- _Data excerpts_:
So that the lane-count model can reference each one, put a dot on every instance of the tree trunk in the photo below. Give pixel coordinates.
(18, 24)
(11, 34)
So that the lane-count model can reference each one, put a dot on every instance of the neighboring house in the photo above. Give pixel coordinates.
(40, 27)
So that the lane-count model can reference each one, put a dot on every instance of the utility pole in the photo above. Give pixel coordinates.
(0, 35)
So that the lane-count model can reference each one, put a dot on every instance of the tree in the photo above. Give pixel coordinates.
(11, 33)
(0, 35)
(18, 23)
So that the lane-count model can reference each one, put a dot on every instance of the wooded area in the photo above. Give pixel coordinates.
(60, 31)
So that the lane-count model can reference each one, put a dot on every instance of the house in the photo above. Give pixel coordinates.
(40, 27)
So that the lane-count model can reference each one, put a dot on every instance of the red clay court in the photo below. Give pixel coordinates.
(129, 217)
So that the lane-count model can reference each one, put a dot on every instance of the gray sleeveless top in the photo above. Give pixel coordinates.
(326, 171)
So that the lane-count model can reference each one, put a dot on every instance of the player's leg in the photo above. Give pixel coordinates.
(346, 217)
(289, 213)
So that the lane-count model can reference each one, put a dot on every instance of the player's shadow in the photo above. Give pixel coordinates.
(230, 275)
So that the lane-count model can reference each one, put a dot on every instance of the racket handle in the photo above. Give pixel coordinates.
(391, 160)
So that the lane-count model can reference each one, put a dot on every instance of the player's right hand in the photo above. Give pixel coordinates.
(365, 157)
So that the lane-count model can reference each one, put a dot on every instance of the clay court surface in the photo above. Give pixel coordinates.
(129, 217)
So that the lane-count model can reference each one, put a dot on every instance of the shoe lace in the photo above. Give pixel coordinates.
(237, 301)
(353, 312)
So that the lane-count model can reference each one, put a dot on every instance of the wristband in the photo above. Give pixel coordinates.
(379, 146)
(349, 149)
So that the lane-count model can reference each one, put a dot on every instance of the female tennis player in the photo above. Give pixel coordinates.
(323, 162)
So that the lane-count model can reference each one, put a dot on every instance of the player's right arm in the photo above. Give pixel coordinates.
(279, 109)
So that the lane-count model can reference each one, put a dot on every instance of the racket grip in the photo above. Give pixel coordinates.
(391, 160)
---
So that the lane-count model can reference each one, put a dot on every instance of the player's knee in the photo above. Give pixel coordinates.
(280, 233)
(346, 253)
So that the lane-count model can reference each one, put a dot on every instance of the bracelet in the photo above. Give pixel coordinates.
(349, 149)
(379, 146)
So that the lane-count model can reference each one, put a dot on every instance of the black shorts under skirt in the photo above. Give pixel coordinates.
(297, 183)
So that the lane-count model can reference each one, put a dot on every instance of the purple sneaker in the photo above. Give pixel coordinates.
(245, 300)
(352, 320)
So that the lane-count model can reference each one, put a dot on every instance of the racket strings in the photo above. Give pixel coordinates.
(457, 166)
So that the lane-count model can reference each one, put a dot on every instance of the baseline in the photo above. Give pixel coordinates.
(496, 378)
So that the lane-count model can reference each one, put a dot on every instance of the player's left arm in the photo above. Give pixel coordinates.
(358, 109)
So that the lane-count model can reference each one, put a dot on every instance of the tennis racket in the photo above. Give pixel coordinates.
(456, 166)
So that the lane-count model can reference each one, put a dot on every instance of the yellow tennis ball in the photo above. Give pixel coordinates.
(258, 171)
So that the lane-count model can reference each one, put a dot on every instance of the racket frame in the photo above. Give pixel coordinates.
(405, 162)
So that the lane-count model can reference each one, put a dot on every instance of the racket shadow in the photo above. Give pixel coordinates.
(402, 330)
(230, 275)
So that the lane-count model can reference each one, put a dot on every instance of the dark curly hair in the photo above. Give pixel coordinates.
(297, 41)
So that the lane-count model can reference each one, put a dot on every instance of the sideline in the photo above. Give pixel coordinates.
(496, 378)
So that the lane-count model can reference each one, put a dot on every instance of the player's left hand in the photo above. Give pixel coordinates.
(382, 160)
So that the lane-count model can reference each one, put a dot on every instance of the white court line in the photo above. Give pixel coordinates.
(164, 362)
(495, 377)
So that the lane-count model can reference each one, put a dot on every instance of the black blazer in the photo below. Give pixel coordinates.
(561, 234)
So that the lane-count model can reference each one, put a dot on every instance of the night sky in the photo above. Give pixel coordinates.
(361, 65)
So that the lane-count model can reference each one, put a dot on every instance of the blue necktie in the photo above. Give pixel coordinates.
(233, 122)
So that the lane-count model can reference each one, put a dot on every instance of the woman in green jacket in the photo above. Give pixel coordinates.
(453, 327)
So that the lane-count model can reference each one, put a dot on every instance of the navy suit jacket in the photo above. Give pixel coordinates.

- _The task_:
Could you transcribe the entries above word for word, from the line with "blazer in the photo below. Give pixel coordinates." down to the line with "of the navy", keeping both?

- _The answer_:
So that the lane-count model can reference each one, put a dot on every instance of the black blazer in the photo below. Give pixel coordinates.
(561, 234)
So that the lane-count model can reference each one, put a dot on every instance of the night sky in the photo above. Give pixel coordinates.
(361, 65)
So that the lane-count model can reference each one, put a dot on every instance of the blue necktie in the photo above. Give pixel coordinates.
(233, 122)
So that the lane-count model can reference each one, put a dot on every instance of the woman in green jacket in the photo above. Give pixel coordinates.
(453, 327)
So that the lane-count model can reference each one, put a dot on every instance of the navy suit jacket in the photo above. Give pixel coordinates.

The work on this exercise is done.